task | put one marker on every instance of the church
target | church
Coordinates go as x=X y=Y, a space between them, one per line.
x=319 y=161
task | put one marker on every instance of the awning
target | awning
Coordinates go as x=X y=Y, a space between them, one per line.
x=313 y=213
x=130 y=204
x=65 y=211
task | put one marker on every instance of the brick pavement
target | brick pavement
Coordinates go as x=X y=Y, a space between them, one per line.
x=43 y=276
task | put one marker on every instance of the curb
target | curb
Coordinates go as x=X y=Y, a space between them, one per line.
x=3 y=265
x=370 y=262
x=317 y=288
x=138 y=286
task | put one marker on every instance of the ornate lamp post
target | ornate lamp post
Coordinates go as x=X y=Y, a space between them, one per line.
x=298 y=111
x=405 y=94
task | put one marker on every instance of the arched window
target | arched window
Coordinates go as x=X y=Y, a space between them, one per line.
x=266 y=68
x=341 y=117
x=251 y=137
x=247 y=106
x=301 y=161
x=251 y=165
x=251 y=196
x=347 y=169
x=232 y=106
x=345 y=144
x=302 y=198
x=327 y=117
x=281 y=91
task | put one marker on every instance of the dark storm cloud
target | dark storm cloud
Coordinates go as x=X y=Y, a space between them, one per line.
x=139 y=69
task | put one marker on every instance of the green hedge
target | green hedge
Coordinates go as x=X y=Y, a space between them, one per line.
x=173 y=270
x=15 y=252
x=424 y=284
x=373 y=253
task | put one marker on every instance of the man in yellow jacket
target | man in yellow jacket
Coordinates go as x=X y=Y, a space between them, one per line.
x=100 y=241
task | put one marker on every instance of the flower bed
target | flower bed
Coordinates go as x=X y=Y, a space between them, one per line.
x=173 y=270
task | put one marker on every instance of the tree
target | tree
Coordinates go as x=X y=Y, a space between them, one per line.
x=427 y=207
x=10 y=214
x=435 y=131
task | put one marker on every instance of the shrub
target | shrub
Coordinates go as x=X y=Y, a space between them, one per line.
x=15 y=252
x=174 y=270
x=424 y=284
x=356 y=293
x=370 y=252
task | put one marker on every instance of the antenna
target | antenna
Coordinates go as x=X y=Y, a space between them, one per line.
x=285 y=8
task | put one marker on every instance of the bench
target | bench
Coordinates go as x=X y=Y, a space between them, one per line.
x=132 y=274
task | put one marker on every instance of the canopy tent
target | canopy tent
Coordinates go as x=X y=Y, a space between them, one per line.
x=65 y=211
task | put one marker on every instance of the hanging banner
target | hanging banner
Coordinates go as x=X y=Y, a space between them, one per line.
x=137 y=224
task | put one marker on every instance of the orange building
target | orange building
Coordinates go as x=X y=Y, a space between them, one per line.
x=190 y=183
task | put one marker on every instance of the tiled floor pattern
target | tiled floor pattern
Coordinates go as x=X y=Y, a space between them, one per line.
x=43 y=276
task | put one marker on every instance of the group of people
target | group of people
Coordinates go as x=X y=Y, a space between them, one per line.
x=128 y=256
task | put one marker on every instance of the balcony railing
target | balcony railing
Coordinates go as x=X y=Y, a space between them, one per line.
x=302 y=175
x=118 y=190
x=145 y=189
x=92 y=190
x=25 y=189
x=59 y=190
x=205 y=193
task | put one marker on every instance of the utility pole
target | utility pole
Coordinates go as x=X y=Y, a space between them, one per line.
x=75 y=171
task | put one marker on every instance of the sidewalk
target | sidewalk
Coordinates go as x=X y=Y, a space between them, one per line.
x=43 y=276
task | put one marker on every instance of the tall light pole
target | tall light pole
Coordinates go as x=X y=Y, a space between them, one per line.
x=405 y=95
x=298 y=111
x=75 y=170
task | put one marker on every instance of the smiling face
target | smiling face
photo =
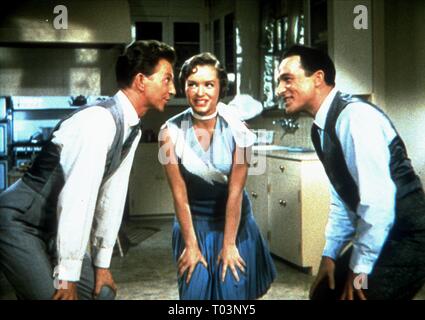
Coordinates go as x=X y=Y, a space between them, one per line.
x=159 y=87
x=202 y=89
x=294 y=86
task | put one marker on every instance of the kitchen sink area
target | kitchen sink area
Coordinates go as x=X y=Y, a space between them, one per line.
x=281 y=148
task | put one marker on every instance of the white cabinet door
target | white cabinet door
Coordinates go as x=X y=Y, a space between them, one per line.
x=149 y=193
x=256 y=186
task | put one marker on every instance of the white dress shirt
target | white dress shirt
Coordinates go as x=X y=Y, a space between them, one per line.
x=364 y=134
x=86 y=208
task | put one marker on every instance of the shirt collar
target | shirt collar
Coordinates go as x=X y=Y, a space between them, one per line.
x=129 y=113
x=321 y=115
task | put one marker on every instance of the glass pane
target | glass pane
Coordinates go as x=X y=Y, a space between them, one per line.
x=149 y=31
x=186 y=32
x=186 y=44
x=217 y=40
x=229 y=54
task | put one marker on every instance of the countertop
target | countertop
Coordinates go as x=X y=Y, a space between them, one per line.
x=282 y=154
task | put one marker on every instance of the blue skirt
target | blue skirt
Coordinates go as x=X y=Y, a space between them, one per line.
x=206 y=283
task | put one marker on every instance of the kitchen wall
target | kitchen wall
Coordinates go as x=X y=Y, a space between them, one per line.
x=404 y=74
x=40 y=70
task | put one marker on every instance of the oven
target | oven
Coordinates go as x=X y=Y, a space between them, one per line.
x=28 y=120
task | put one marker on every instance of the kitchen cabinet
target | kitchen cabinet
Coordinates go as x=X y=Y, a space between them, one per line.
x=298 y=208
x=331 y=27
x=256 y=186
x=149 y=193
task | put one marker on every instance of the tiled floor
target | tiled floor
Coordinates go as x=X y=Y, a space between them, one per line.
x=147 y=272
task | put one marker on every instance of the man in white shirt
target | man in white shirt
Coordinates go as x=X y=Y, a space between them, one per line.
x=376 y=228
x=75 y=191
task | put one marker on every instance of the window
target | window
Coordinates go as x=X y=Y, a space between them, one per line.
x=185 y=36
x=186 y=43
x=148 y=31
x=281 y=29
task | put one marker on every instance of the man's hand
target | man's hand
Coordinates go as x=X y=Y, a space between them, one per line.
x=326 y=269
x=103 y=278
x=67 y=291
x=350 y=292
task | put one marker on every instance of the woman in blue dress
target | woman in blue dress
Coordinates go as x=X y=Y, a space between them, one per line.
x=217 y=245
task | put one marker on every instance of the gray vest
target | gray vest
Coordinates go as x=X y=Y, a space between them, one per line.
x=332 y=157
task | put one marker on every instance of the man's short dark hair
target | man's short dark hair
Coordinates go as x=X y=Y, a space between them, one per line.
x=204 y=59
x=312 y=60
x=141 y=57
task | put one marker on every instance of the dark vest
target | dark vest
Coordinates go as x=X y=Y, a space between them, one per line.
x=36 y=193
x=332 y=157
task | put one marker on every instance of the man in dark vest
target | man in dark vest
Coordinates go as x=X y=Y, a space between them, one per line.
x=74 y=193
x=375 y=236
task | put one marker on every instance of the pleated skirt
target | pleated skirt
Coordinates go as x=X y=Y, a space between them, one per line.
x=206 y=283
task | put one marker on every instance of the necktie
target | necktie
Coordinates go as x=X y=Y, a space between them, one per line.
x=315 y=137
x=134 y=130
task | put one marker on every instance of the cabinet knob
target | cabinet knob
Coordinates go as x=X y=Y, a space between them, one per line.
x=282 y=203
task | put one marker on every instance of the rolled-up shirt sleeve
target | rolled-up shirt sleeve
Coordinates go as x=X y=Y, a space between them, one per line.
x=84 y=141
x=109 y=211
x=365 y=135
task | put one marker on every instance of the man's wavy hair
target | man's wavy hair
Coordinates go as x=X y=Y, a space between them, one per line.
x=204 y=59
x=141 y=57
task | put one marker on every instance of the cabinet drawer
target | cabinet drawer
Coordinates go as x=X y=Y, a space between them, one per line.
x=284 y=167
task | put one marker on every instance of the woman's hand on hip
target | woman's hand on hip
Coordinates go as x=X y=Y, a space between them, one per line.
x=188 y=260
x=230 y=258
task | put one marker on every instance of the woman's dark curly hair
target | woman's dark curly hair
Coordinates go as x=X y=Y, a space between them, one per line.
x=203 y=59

•••••

The task.
Output only the lines from the top of the entries through the one holding "target | ornate lamp post", copied exactly.

Task output.
task | put one marker on every instance of the church
target | church
Coordinates go as x=X y=Y, a space between them, one per line.
x=319 y=161
task | put one marker on every instance of the awning
target | awning
Coordinates go as x=X y=Y, a space between them, one per line.
x=313 y=213
x=130 y=204
x=65 y=211
task | put one marker on every instance of the brick pavement
target | brick pavement
Coordinates go as x=X y=Y, a space between them, one per line.
x=43 y=276
task | put one marker on every instance of the curb
target | curb
Coordinates go as x=X y=Y, a space between them, one per line.
x=3 y=265
x=370 y=262
x=317 y=288
x=138 y=286
task | put one marker on every instance of the ornate lamp post
target | ornate lamp post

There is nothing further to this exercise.